>>>

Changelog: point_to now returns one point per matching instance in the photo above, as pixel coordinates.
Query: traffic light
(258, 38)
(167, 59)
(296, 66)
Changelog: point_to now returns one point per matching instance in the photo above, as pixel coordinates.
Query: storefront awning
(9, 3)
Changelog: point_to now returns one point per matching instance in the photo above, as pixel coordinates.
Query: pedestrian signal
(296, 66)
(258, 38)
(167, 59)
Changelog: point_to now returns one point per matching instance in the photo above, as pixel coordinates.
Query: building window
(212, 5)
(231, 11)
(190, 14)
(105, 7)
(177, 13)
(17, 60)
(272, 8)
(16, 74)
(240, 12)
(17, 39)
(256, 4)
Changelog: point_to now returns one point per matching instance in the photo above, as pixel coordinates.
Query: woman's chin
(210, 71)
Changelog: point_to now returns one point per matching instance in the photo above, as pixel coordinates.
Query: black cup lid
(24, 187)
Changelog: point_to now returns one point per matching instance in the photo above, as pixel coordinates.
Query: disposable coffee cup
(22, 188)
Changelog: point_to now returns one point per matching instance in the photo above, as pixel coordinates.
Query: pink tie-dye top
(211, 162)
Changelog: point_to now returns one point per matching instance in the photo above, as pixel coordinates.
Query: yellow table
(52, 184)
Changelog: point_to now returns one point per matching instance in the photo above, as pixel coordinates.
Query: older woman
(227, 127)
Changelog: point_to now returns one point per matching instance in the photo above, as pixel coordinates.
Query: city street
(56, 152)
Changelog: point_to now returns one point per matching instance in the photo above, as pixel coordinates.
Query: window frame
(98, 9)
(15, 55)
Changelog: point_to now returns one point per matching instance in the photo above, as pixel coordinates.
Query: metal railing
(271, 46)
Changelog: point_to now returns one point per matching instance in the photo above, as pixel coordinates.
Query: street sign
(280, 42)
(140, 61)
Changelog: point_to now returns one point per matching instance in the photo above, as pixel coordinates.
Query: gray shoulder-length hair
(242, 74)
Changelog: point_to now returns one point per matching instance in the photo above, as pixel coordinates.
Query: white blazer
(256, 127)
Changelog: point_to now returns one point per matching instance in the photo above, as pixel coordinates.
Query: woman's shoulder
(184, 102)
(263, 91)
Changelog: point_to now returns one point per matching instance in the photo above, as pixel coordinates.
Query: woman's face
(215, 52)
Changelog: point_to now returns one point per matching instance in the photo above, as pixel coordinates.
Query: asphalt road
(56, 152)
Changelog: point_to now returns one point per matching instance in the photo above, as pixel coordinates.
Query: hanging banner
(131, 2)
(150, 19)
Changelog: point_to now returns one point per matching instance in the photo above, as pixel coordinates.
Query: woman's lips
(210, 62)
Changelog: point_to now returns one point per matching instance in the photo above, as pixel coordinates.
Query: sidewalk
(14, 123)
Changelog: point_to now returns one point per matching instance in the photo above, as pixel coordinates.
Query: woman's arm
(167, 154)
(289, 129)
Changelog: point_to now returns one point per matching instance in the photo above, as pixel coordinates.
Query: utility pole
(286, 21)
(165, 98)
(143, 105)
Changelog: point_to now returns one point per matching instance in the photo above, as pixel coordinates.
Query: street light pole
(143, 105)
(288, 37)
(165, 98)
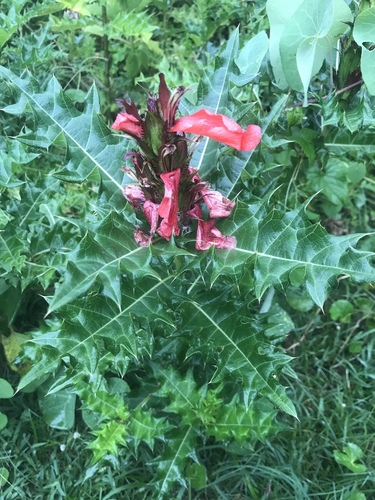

<<<

Exercise description →
Which lines in the data above contain the word "woman"? Pull out each one and copy it.

Written response →
Query: woman's chin
Query: older woman
Query: woman's shoulder
Query: woman's face
Query: woman's lips
Query: woman's arm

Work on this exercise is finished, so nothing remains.